■ **Your goal**
Nothing but a number should be written: the count of lines below that contain "window".

(Excerpted data)

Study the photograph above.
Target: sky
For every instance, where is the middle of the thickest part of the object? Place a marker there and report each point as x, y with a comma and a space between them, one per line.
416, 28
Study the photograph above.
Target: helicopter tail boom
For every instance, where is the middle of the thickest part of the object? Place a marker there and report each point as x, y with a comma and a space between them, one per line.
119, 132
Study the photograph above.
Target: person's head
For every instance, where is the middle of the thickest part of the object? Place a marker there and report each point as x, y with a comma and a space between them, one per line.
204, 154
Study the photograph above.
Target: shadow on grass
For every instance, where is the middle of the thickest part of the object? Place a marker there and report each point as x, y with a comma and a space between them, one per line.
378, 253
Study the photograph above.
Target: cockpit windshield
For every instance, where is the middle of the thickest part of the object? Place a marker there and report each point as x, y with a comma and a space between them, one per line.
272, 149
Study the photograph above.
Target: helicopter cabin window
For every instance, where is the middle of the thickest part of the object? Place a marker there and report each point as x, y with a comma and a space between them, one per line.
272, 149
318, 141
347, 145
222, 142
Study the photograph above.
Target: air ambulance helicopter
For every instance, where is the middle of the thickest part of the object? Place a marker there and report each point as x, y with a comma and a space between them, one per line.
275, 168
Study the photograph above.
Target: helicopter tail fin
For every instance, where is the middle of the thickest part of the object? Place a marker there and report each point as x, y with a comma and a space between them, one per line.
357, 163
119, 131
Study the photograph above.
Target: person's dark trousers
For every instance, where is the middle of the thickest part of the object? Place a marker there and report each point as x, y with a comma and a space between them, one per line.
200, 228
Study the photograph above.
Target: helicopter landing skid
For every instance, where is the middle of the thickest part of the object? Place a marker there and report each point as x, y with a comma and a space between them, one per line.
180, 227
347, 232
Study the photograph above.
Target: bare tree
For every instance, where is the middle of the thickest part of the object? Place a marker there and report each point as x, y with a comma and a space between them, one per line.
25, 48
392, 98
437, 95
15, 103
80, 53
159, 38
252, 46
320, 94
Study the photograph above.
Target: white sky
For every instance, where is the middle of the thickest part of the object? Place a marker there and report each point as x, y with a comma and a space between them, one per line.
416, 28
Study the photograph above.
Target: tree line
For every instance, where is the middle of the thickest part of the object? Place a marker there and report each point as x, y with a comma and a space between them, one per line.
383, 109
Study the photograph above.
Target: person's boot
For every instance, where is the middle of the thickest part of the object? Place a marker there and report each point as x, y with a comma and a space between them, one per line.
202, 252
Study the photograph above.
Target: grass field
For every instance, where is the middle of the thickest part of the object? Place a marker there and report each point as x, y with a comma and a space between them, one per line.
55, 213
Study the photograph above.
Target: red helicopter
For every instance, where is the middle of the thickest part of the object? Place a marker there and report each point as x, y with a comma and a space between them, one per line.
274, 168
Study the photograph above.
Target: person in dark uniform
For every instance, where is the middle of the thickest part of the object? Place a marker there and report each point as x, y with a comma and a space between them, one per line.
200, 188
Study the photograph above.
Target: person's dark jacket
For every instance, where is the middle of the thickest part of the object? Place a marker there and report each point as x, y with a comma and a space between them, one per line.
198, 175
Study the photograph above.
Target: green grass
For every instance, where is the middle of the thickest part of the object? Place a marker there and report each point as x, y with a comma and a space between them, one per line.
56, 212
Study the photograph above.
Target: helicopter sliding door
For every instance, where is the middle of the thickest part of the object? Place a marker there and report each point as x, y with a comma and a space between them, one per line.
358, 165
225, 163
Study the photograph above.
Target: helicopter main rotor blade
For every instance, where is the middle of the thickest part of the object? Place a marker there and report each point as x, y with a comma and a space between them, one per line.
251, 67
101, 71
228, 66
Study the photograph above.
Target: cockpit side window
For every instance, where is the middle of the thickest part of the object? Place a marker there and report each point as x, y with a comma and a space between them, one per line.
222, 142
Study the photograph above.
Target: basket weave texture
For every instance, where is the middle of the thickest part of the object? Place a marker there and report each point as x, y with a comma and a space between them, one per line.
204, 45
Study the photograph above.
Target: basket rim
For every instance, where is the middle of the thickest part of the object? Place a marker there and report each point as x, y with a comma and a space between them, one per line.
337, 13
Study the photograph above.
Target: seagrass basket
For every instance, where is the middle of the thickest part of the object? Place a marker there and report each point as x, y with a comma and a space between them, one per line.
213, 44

(End Excerpted data)

■ **Problem solution**
2